===== RECORDS PROVIDED

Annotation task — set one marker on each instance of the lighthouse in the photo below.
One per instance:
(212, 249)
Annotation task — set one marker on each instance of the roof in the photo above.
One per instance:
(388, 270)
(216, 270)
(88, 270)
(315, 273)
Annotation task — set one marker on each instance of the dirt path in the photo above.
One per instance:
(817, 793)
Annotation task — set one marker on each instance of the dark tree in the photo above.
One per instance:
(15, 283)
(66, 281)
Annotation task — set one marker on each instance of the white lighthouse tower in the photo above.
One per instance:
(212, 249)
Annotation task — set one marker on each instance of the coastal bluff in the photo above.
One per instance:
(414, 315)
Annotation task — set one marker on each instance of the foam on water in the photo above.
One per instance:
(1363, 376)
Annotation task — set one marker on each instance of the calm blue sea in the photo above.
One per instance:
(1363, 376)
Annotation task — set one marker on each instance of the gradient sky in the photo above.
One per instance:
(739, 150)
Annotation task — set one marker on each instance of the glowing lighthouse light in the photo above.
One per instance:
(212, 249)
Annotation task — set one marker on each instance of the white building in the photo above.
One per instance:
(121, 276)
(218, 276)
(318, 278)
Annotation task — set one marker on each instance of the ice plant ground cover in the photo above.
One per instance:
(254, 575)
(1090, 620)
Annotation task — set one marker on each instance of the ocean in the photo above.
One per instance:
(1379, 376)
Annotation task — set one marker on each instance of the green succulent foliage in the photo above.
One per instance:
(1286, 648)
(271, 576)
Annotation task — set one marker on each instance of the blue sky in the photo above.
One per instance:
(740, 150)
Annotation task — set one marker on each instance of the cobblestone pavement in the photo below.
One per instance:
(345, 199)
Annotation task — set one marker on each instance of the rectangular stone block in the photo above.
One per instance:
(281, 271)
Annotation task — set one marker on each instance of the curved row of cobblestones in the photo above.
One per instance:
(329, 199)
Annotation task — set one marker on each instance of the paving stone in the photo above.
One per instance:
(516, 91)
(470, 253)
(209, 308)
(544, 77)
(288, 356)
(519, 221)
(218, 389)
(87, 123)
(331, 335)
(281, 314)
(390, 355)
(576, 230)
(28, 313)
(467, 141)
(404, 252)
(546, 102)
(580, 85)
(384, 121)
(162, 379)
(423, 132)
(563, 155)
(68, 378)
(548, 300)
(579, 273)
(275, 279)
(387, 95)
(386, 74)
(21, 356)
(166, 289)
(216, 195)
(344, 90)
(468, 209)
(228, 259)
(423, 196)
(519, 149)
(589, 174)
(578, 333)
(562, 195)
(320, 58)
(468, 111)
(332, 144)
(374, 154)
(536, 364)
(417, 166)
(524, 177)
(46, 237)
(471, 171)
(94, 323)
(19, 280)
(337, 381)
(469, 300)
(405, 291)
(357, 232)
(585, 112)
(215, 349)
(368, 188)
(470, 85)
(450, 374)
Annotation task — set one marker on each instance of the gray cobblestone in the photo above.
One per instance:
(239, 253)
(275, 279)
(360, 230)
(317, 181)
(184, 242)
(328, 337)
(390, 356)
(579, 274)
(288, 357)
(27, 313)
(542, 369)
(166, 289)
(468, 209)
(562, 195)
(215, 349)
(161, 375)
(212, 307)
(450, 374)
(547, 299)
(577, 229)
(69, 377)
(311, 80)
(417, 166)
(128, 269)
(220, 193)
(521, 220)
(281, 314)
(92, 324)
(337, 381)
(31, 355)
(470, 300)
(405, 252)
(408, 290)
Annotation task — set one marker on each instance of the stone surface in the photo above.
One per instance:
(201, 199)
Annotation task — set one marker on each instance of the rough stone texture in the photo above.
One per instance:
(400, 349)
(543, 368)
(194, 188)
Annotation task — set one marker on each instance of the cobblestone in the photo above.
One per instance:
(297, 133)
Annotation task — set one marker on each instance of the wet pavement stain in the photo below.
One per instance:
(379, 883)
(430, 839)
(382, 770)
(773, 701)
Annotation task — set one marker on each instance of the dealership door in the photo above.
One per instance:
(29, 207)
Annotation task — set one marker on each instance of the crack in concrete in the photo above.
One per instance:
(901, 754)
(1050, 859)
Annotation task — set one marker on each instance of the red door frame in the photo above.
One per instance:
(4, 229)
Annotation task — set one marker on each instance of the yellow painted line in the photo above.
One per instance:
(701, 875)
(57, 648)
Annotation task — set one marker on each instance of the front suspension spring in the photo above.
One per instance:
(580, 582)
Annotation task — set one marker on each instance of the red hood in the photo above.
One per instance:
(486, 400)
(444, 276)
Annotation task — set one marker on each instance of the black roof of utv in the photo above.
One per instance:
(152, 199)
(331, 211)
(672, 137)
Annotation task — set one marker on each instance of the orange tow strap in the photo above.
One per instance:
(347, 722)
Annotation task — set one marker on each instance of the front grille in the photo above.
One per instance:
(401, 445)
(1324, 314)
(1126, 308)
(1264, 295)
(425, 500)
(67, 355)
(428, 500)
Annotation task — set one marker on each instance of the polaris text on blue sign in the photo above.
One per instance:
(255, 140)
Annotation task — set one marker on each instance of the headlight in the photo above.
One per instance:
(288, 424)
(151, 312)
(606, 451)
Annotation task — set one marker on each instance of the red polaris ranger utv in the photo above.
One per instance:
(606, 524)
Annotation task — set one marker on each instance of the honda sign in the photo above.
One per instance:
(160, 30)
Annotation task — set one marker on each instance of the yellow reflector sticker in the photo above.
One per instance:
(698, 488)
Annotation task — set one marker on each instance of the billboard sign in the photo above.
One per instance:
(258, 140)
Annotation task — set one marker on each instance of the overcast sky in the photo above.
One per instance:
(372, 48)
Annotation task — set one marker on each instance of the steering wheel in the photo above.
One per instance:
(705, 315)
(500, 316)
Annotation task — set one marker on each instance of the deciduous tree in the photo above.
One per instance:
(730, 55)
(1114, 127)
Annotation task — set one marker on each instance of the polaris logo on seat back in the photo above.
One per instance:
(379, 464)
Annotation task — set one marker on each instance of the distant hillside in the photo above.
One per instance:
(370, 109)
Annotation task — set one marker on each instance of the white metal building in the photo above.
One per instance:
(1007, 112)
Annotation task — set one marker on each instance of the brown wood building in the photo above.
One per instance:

==========

Send back exactly the lines from the line with "blue sign in the photo above." through the end of the records.

Annotation task — set one marker on each instance of the polaris text on blue sign in the photo above.
One per instance:
(255, 140)
Annotation task — set one marker on each instance of the headlight in the photo above.
One per instance:
(288, 424)
(151, 312)
(606, 451)
Annotation task — set one marker on each instance of the red polaris ranger utv in the photo above.
One per instance:
(606, 524)
Annotation task — set one marker on each instance of the honda sign in the photo above.
One per instance:
(160, 30)
Annotation task — set one marker on each instance of the yellow reflector sticker in the photo above.
One per instance:
(698, 488)
Annotation task — set one marker on each instance of the billboard sign in the photo above.
One per instance:
(258, 140)
Annotation task — set one marker on each instance of the overcast sky in the photo above.
One per instance:
(372, 48)
Annotation task — set one marker on each instance of the steering wheel in the photo above.
One per instance:
(705, 315)
(500, 316)
Annotation task — set one marker on each instance of the deciduous tree in the photo above.
One per instance:
(730, 55)
(1114, 127)
Annotation task — set one marker on each instance of the polaris logo on seat back in the photo above.
One per instance:
(379, 464)
Annotation task — set one marker on each instance of the distant hillside in the photo above.
One per instance:
(370, 109)
Annotation task — set one marker on each instance of the white metal building in the photo above.
One per instance:
(1007, 112)
Annotation task — set one marker on each instance of the brown wood building in the photo above.
One per instance:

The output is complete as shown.